Provide the count of lines below that include the word "paper", without any accompanying remarks.

[Image point grounding data]
::::::::::

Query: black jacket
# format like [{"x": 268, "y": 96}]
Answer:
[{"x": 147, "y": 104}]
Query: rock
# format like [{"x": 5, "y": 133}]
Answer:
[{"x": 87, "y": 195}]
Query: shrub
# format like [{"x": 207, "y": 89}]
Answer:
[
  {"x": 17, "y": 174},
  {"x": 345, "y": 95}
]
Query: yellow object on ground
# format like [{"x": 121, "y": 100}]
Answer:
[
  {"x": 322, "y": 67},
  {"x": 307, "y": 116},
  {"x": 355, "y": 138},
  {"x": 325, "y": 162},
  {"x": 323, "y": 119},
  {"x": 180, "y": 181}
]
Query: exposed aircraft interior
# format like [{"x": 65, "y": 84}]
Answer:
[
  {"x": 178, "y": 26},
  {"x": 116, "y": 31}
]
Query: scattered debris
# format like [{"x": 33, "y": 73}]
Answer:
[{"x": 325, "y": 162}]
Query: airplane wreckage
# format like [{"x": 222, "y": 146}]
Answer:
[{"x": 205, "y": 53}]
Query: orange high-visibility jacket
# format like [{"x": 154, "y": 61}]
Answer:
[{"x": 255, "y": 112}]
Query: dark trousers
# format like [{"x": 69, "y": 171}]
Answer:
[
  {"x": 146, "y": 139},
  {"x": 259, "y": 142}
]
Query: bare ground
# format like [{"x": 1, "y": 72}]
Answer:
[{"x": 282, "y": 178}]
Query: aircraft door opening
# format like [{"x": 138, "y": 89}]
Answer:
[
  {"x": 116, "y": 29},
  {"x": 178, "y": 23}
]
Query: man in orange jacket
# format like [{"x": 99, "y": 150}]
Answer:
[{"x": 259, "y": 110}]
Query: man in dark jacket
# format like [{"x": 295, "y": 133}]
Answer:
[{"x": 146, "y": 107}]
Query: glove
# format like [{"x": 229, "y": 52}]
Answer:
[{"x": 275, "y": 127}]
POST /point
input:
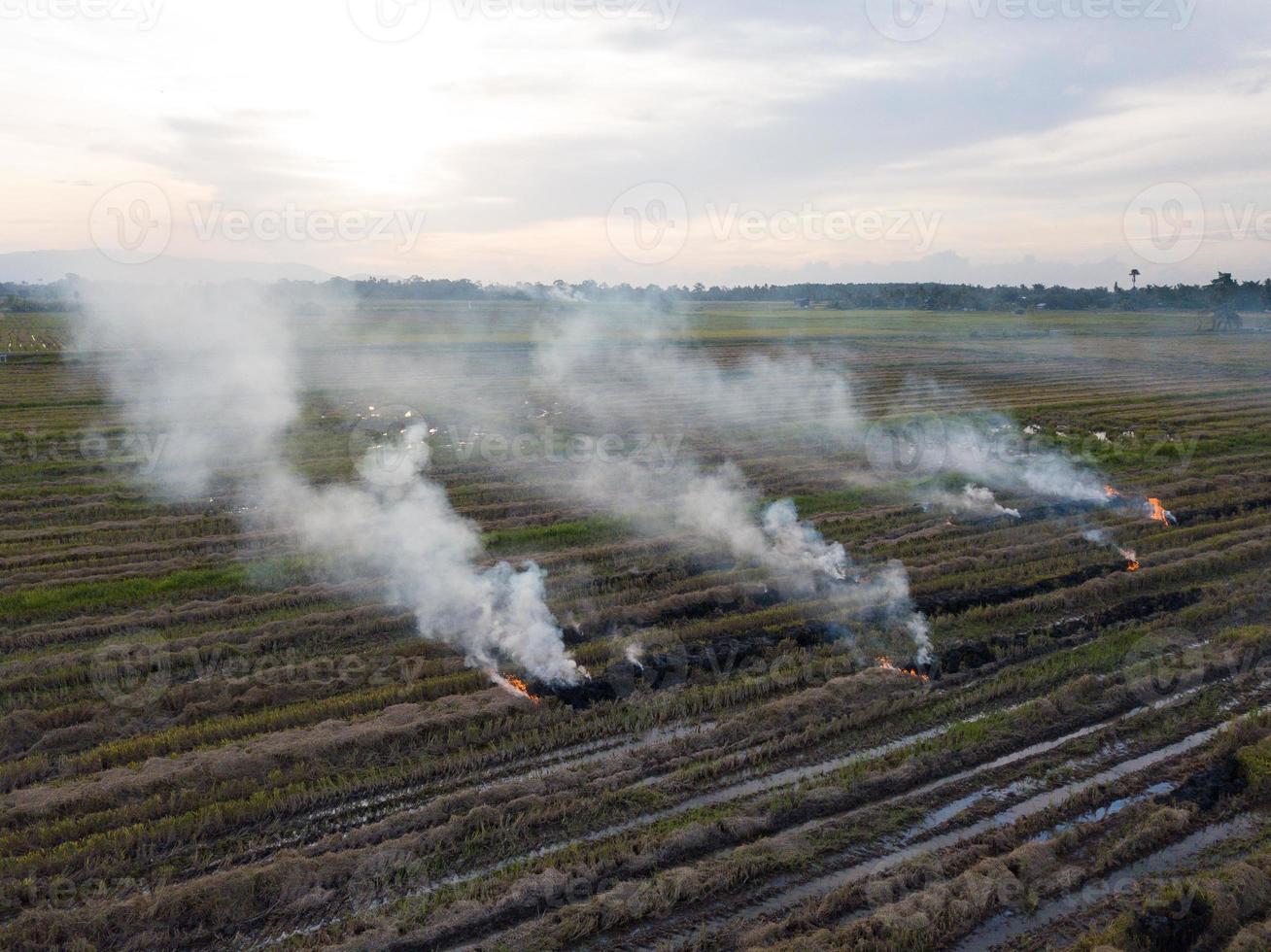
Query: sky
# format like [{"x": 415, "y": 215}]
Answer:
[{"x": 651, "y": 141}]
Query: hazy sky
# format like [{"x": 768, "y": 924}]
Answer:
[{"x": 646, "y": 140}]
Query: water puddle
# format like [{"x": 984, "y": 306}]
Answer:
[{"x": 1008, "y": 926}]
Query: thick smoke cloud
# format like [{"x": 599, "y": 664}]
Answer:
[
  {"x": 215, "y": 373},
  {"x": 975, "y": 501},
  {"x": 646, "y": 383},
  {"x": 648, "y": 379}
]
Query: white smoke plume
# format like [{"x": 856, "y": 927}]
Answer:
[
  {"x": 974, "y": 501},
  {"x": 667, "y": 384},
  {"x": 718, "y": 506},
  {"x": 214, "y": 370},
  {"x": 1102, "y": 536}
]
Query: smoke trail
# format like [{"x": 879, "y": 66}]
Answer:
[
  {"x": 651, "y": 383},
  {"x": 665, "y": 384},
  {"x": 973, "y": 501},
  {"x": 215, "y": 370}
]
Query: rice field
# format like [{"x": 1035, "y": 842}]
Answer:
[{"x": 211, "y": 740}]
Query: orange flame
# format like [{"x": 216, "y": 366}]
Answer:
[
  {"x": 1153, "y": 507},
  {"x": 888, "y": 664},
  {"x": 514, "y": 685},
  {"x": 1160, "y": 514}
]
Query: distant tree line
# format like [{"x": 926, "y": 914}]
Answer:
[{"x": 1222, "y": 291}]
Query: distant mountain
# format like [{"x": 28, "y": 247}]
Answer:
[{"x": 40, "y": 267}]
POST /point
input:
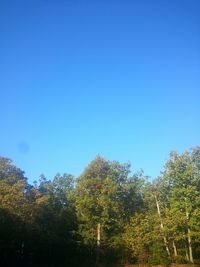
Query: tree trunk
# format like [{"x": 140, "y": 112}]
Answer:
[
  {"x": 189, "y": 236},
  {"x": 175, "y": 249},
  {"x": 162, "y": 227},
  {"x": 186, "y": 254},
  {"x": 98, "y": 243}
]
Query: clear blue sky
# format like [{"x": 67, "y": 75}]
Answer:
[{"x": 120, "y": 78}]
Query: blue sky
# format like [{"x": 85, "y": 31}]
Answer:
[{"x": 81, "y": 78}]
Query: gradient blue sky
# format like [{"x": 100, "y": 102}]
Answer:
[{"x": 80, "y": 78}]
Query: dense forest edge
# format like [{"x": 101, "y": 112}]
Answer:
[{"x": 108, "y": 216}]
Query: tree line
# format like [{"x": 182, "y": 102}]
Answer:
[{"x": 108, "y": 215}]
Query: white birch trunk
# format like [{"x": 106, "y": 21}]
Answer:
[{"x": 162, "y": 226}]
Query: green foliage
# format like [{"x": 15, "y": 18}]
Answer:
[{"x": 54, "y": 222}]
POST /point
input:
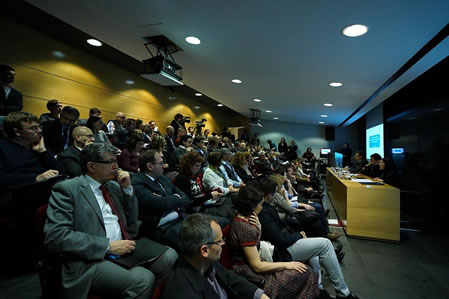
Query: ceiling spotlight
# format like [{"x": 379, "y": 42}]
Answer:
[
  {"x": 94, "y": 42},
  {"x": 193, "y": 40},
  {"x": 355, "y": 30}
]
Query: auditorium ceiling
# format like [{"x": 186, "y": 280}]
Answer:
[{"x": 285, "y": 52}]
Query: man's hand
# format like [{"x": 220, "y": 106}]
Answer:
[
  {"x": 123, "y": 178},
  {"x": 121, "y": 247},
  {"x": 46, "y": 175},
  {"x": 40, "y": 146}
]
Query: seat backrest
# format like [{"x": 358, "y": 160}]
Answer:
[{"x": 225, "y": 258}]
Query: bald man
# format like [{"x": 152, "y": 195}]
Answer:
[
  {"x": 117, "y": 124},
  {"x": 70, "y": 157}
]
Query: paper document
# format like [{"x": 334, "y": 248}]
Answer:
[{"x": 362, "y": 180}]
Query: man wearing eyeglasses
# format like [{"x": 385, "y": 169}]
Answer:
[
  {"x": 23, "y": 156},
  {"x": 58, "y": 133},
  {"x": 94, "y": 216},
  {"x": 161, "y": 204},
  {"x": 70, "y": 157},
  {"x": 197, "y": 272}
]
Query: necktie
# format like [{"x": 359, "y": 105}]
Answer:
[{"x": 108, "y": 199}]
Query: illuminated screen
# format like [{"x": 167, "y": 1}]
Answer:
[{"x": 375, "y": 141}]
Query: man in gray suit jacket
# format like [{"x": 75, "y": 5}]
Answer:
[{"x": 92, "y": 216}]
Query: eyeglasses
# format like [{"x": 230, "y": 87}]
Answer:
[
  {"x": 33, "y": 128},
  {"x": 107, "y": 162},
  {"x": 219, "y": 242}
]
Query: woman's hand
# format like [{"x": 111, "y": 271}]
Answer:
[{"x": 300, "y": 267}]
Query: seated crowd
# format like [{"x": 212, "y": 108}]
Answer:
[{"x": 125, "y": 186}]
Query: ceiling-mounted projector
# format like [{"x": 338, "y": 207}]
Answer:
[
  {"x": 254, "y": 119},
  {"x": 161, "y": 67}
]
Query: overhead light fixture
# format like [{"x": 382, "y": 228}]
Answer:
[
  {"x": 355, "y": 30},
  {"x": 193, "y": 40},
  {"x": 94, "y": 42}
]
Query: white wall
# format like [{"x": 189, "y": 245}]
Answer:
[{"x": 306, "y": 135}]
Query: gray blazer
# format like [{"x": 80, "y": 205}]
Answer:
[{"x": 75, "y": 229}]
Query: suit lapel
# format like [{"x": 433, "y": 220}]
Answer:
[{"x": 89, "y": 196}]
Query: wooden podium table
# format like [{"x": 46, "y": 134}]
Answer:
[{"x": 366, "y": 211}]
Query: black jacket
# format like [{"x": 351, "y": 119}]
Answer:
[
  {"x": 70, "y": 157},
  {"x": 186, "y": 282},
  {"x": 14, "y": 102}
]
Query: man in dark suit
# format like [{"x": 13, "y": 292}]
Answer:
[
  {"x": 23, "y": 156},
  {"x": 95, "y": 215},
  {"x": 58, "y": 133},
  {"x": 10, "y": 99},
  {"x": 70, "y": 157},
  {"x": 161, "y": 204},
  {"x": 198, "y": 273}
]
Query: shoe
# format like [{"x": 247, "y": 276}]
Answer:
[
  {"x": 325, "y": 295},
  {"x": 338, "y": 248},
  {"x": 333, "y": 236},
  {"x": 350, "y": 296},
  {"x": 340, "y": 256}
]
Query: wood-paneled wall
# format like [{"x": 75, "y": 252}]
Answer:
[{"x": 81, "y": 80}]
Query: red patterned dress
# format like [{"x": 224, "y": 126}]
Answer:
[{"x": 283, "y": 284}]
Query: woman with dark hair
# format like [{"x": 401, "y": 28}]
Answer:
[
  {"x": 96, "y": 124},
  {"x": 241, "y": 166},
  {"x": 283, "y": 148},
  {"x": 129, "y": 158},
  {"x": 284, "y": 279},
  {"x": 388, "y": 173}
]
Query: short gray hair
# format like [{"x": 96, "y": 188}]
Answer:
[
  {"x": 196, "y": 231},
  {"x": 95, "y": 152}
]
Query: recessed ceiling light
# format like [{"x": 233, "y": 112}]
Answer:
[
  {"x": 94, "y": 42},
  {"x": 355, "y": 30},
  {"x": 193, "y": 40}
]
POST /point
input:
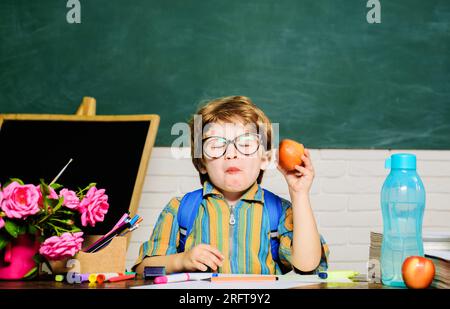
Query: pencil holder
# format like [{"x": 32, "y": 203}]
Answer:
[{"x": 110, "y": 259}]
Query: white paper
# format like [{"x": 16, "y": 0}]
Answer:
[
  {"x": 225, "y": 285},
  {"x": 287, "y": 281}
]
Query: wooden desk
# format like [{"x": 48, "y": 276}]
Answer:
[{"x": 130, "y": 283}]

::::::::::

> **RESULT FOR THIS TASK**
2